** WORK REQUIRED **
Leave out the images and set down the records below exactly.

** RECORDS PROVIDED **
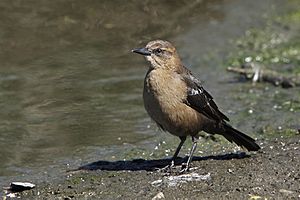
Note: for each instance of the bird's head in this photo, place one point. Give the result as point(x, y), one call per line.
point(161, 54)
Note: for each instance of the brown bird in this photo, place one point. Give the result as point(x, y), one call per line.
point(178, 103)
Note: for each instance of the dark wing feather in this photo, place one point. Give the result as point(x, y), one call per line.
point(199, 99)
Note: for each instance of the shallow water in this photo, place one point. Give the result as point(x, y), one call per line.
point(70, 90)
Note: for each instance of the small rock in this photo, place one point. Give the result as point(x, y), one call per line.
point(286, 191)
point(157, 182)
point(159, 195)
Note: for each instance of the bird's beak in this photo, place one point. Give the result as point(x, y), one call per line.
point(142, 51)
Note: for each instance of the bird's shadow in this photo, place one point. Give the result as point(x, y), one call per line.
point(151, 165)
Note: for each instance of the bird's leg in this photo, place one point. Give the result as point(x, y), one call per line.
point(168, 167)
point(187, 165)
point(182, 140)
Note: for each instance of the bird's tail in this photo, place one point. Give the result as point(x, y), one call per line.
point(241, 139)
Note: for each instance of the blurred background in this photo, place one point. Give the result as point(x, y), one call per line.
point(71, 90)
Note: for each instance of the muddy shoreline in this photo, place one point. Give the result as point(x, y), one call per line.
point(272, 173)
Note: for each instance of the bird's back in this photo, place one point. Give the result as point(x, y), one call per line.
point(164, 95)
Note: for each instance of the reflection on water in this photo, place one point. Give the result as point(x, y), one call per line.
point(67, 78)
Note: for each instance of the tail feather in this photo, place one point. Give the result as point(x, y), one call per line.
point(240, 138)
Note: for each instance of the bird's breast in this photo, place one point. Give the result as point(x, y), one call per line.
point(164, 96)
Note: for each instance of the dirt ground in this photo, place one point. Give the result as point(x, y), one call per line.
point(272, 173)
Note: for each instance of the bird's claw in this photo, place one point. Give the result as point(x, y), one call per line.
point(184, 168)
point(167, 168)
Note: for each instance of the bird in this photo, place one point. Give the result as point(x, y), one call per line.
point(178, 103)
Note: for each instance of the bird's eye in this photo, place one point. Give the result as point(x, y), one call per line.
point(158, 51)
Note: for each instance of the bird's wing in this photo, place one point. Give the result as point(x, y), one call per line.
point(199, 99)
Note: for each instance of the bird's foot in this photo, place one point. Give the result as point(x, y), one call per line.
point(168, 168)
point(184, 168)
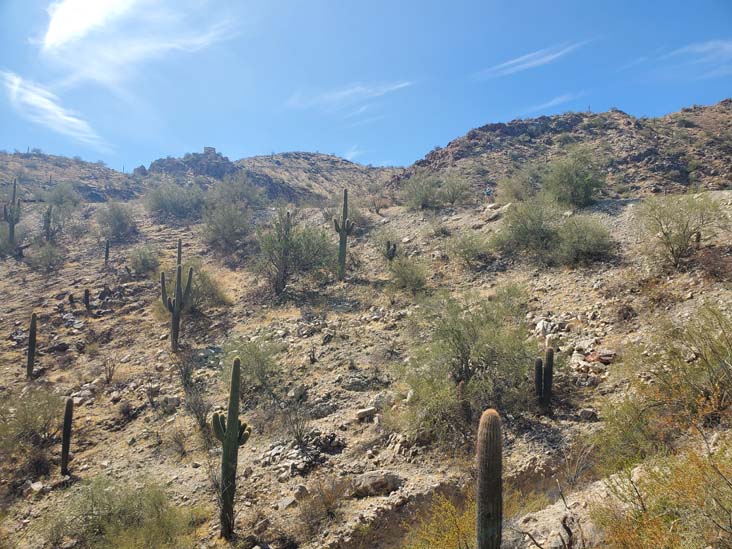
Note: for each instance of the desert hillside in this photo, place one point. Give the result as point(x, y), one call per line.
point(364, 374)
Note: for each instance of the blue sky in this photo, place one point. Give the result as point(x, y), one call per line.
point(381, 82)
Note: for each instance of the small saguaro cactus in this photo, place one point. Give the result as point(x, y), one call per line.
point(232, 433)
point(344, 228)
point(31, 347)
point(390, 252)
point(489, 514)
point(177, 303)
point(66, 436)
point(543, 377)
point(11, 213)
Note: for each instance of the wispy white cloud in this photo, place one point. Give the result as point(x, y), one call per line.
point(41, 106)
point(353, 152)
point(529, 61)
point(555, 102)
point(108, 41)
point(705, 59)
point(347, 96)
point(696, 61)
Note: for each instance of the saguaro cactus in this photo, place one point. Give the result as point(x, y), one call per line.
point(390, 250)
point(232, 433)
point(66, 436)
point(543, 378)
point(11, 213)
point(31, 347)
point(489, 515)
point(180, 298)
point(344, 229)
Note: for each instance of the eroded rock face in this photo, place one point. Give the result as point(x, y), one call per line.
point(376, 483)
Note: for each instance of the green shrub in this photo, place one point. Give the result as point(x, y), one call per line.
point(259, 370)
point(574, 179)
point(473, 249)
point(144, 259)
point(476, 357)
point(679, 501)
point(116, 221)
point(408, 273)
point(227, 225)
point(169, 201)
point(670, 224)
point(540, 230)
point(520, 186)
point(290, 247)
point(109, 513)
point(531, 228)
point(454, 190)
point(206, 292)
point(421, 192)
point(582, 238)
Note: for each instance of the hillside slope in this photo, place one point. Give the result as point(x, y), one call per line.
point(673, 152)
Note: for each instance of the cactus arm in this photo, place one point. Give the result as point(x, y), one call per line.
point(219, 428)
point(163, 290)
point(187, 293)
point(66, 437)
point(489, 513)
point(31, 346)
point(546, 393)
point(538, 377)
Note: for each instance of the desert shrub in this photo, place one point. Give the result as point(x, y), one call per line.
point(408, 273)
point(520, 186)
point(322, 506)
point(116, 221)
point(259, 370)
point(574, 179)
point(582, 238)
point(226, 225)
point(531, 228)
point(680, 501)
point(538, 228)
point(109, 513)
point(46, 257)
point(445, 524)
point(169, 201)
point(473, 249)
point(32, 419)
point(454, 190)
point(476, 357)
point(672, 224)
point(421, 192)
point(290, 247)
point(144, 259)
point(206, 292)
point(686, 386)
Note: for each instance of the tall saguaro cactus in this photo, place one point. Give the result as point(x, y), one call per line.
point(31, 347)
point(232, 433)
point(177, 303)
point(543, 378)
point(11, 213)
point(66, 436)
point(344, 228)
point(489, 515)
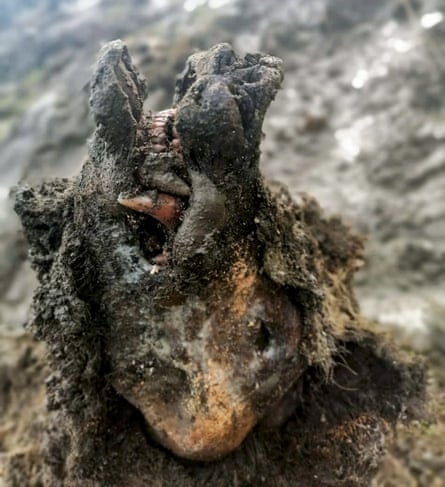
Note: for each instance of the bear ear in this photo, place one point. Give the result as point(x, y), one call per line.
point(118, 92)
point(44, 211)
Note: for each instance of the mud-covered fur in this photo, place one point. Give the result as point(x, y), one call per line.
point(354, 387)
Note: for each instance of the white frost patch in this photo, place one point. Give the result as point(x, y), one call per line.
point(411, 322)
point(190, 5)
point(431, 19)
point(134, 270)
point(218, 3)
point(360, 79)
point(399, 45)
point(350, 140)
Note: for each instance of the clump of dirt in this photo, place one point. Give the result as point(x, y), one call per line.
point(201, 325)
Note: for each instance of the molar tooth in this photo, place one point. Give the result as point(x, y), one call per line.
point(166, 208)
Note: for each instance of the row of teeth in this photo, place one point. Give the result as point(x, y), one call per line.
point(158, 132)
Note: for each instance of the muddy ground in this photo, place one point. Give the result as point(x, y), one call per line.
point(359, 125)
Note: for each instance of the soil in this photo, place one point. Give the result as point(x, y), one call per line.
point(358, 124)
point(242, 354)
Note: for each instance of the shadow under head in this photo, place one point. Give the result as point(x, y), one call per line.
point(201, 324)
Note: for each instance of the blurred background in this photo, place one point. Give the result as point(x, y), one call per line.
point(359, 124)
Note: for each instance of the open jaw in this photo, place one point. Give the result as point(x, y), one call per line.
point(212, 364)
point(201, 341)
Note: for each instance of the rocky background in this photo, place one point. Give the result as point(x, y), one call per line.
point(359, 124)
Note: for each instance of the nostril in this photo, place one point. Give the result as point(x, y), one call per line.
point(264, 337)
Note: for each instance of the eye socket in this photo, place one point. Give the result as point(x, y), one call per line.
point(263, 338)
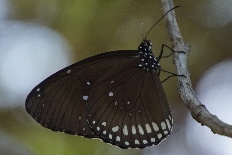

** ANSWER FOR THIS EXERCISE **
Note: for each instance of the bird's head in this photo, place one point. Give the result as point(x, y), one call per line.
point(161, 54)
Note: for each instance of the brown bird in this photo, place one point. Give the result as point(x, y), one call per line.
point(178, 103)
Note: for each instance of the dark wing feather in this photo, place one point. Give the result as point(x, y), one call per line.
point(199, 99)
Note: for each instance of the shallow water in this photo, place one point. Give the result as point(x, y), one call per line.
point(70, 90)
Note: for each instance of the small rock in this photo, place one point. Give the result as point(x, y), one call per line.
point(286, 191)
point(157, 182)
point(159, 195)
Note: for each instance of the bird's beak in this photo, place one point. Give the result as point(x, y), one call per line.
point(142, 51)
Note: for each instance of the bird's shadow in this photo, place one point. Give the result as point(x, y), one call per line.
point(151, 165)
Note: for each instance of the bird's leg in this photo, place one point. Give the result as point(x, y), one call per line.
point(168, 167)
point(187, 165)
point(182, 140)
Note: for each instance of the bird's tail in this photo, place one point. Give the result as point(x, y), one call per line.
point(241, 139)
Note: for each instance of the blurred background in this photo, place one point. Give the result as point(x, y), one call per line.
point(71, 90)
Note: for each instance of the muddy shoreline in this photo, place one point. Give the result as point(x, y), one call per line.
point(272, 173)
Note: for each instance of the bird's back in this photo, place one point. Give the result as point(x, y), one call per line.
point(164, 95)
Note: for each instance of the reflection on water in this photo, place one point. Give the result as point(x, y), one call per line.
point(67, 78)
Note: for each instance of the tail feather in this photo, place one point. Give the result as point(x, y), one call per line.
point(240, 138)
Note: for each instance of the bird's breast in this photo, place one point. Give the result as point(x, y), one call per line.
point(164, 96)
Note: for each instance of the dirt ground in this photo, place one point. Give the result as point(x, y), one call per line.
point(272, 173)
Note: for each instance of the bird's claw in this photo, place one point. Give the result as point(x, y), one call per line.
point(184, 168)
point(167, 168)
Note: for each instance of the bird in this photo, place one point. Give the result as point(x, y), one call per line.
point(178, 103)
Note: for each instance of the bird's eye in this photo, place one point. Give the result as point(x, y), one call per line.
point(158, 51)
Note: for each instance of the bird's wing in this photo, place one point. Give the result as point(x, y), one call per line.
point(199, 99)
Note: for each instance of the bird's foot in this photo, place one point. Give the result as point(x, y), one call per line.
point(168, 168)
point(184, 168)
Note: for each instance of the desert hillside in this photo, place one point. Give the result as point(x, y), one call per line.
point(364, 374)
Note: for each instance of the blue sky in this photo, place one point. Give the result as point(x, y), one call per line.
point(381, 82)
Note: for each instance of the small saguaro cactus in this photo, place one point. Give the result as point(x, y), one call per line.
point(232, 433)
point(344, 228)
point(31, 347)
point(390, 252)
point(489, 514)
point(177, 303)
point(66, 436)
point(543, 377)
point(11, 213)
Note: for each instance of the wispy white cloud in this photo, place one point. Give the result as point(x, y), one call per line.
point(41, 106)
point(353, 152)
point(529, 61)
point(555, 102)
point(108, 41)
point(705, 59)
point(347, 96)
point(696, 61)
Note: for each instance of the saguaro cactus in this photo, place one point. Give the result as point(x, y), one call per line.
point(390, 250)
point(232, 433)
point(66, 436)
point(543, 378)
point(11, 213)
point(31, 347)
point(489, 515)
point(180, 298)
point(344, 229)
Note: for each instance of the eroded rock face in this photo, place one point. Give the result as point(x, y), one call per line.
point(376, 483)
Note: for each instance of the green shrub in this photo, place one point. Give the result as point(x, y), one call per line.
point(259, 370)
point(574, 179)
point(473, 249)
point(144, 259)
point(476, 357)
point(679, 501)
point(116, 221)
point(408, 273)
point(227, 225)
point(169, 201)
point(670, 224)
point(540, 230)
point(520, 186)
point(290, 247)
point(109, 513)
point(531, 228)
point(454, 190)
point(206, 292)
point(421, 192)
point(582, 238)
Note: for each instance of the hillside slope in this photo, place one point. Give the result as point(x, y), one call per line.
point(673, 152)
Note: for each instance of the cactus arm in this photo, place one point. Give the result as point(x, y), one call per line.
point(219, 428)
point(163, 290)
point(187, 293)
point(66, 437)
point(489, 513)
point(31, 346)
point(546, 393)
point(538, 377)
Note: for each instance of the desert shrub in this photo, place one point. Give the result as point(x, y), one call per line.
point(408, 273)
point(520, 186)
point(322, 506)
point(116, 221)
point(259, 370)
point(574, 179)
point(582, 238)
point(226, 225)
point(531, 228)
point(680, 501)
point(538, 228)
point(109, 513)
point(46, 257)
point(445, 524)
point(169, 201)
point(473, 249)
point(32, 419)
point(454, 190)
point(476, 357)
point(672, 224)
point(421, 192)
point(290, 247)
point(144, 259)
point(206, 292)
point(686, 386)
Note: for each instance of the tall saguaro cactus in this photo, place one point. Give the result as point(x, y), one call per line.
point(31, 347)
point(232, 433)
point(177, 303)
point(543, 378)
point(11, 213)
point(66, 436)
point(344, 228)
point(489, 515)
Note: for each instance of the bear ear in this photo, place one point. Give the result as point(x, y), one call per line.
point(118, 92)
point(44, 211)
Note: for each instance of the mud-covered fur in this photo, place one point. Give the result as point(x, y), one call per line.
point(354, 387)
Note: for each instance of the white frost patch in this photo, place one point. Give the result as point(x, y), one call per line.
point(411, 322)
point(190, 5)
point(431, 19)
point(134, 270)
point(218, 3)
point(360, 79)
point(399, 45)
point(350, 140)
Note: for each instance of the clump of dirt in this photo, place one point. Give the result as point(x, y), one call per line.
point(201, 325)
Note: for each instance of the molar tooth in this photo, place one point. Give the result as point(x, y), one call per line.
point(166, 208)
Note: for each instance of the row of teeth in this photo, place one point. Give the result as point(x, y), one call per line.
point(158, 132)
Note: for each instance of the muddy ground in this photo, place one point. Give the result as point(x, y), one call per line.
point(359, 125)
Note: for each instance of the soil in this photo, place one point. Give the result as point(x, y), one call per line.
point(358, 124)
point(242, 354)
Note: for each instance of the shadow under head in this photo, place one point. Give the result as point(x, y), one call per line.
point(201, 324)
Note: for each instance of the blurred background in this photo, place one point. Give the result as point(x, y), one call per line.
point(359, 124)
Note: for each instance of the open jaw in this photo, place one point. Give the result as point(x, y), one call per line.
point(212, 364)
point(201, 341)
Note: for each instance of the rocky background in this photo, place one point. Give the result as point(x, y), one call per line.
point(359, 124)
Note: for each instance of the nostril in this photo, place one point. Give the result as point(x, y), one call per line.
point(264, 337)
Note: for each instance of the eye socket in this photo, place one point. Give the result as point(x, y), one call per line.
point(263, 338)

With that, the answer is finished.